Problem: Find and copy every line in the records that includes the string "wall".

(Referring expression pointing data)
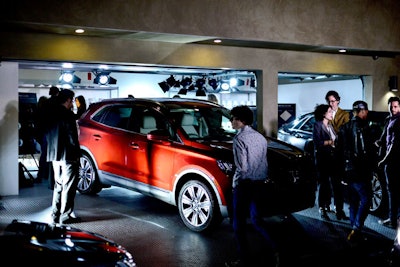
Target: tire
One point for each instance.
(88, 177)
(379, 195)
(197, 207)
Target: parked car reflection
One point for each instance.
(41, 244)
(299, 133)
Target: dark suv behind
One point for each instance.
(180, 151)
(299, 133)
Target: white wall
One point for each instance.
(307, 95)
(9, 129)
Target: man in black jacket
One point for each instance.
(357, 146)
(64, 152)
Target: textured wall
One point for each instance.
(368, 24)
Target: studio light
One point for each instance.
(68, 77)
(393, 83)
(200, 92)
(186, 82)
(213, 83)
(172, 82)
(182, 91)
(164, 86)
(104, 78)
(200, 83)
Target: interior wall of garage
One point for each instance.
(8, 129)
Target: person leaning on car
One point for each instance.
(324, 137)
(250, 158)
(63, 151)
(390, 146)
(356, 144)
(340, 117)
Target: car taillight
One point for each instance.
(225, 166)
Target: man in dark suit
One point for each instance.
(64, 152)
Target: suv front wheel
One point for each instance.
(197, 206)
(88, 178)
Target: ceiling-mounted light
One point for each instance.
(186, 82)
(191, 88)
(393, 83)
(200, 92)
(68, 77)
(182, 91)
(164, 86)
(213, 83)
(104, 78)
(200, 83)
(225, 86)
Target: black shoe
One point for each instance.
(55, 220)
(277, 259)
(324, 214)
(236, 263)
(71, 220)
(354, 236)
(388, 222)
(340, 215)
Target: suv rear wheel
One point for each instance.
(379, 196)
(197, 206)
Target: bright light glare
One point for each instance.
(67, 65)
(225, 86)
(103, 79)
(67, 77)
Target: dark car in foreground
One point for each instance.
(180, 151)
(299, 133)
(41, 244)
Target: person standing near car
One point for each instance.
(390, 142)
(63, 151)
(324, 137)
(356, 143)
(339, 117)
(250, 158)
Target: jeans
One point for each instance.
(359, 203)
(66, 178)
(392, 173)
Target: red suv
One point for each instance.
(180, 151)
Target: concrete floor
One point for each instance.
(153, 232)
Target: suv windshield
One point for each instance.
(203, 122)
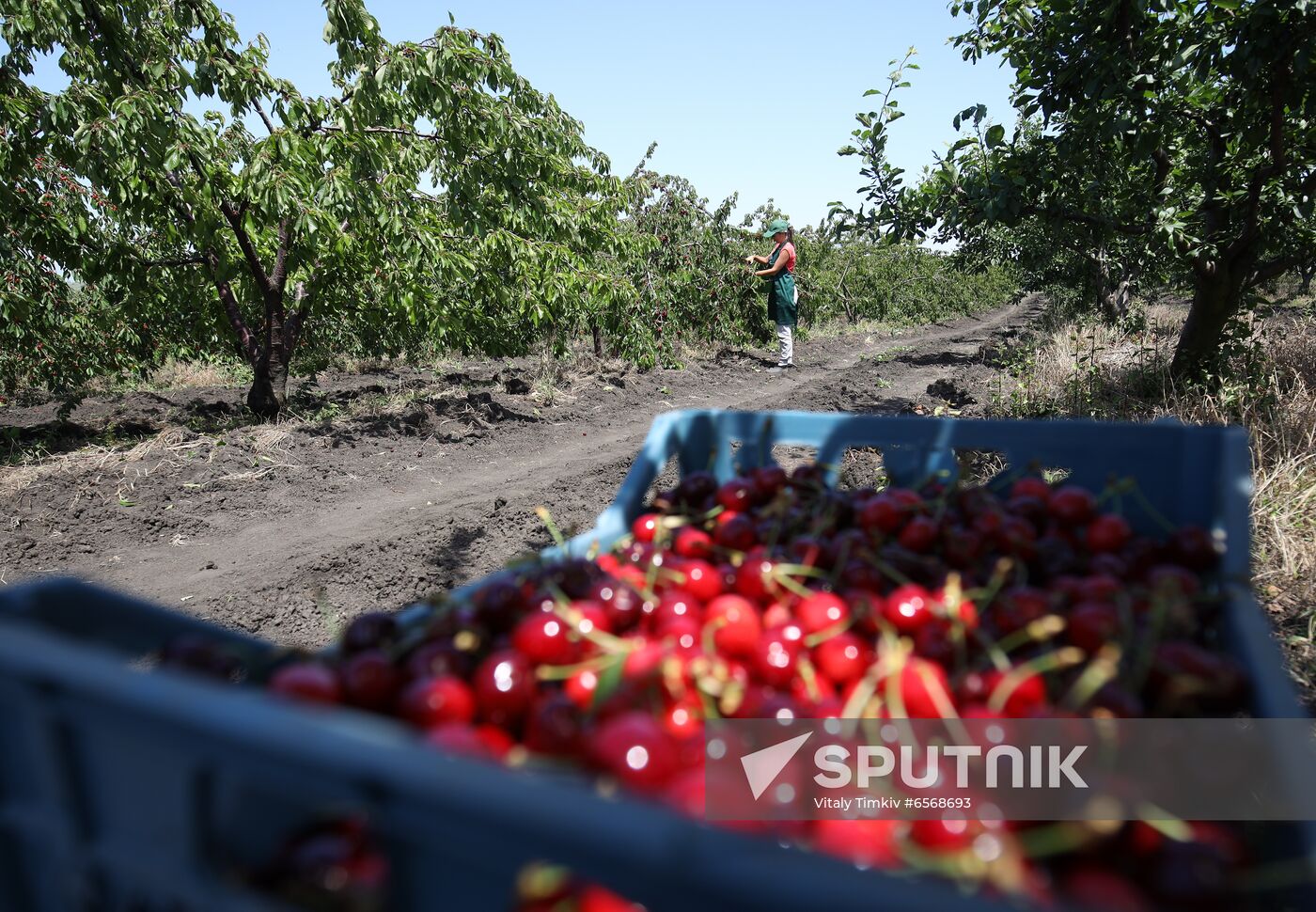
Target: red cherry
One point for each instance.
(842, 658)
(882, 513)
(581, 688)
(645, 527)
(542, 638)
(754, 576)
(1026, 695)
(370, 679)
(947, 835)
(634, 749)
(865, 842)
(644, 658)
(908, 608)
(431, 701)
(504, 685)
(776, 655)
(923, 688)
(822, 611)
(1108, 533)
(596, 899)
(1072, 506)
(693, 542)
(701, 579)
(737, 495)
(737, 533)
(553, 725)
(673, 605)
(311, 682)
(684, 717)
(1092, 624)
(736, 625)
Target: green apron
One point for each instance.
(780, 293)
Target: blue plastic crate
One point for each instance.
(121, 790)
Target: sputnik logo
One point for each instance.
(763, 766)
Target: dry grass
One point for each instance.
(1086, 369)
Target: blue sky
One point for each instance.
(740, 96)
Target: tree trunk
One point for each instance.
(1216, 298)
(269, 392)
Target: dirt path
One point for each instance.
(283, 530)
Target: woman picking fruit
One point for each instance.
(780, 291)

Exercise response:
Target: white wall
Target: textured wall
Target: interior wall of garage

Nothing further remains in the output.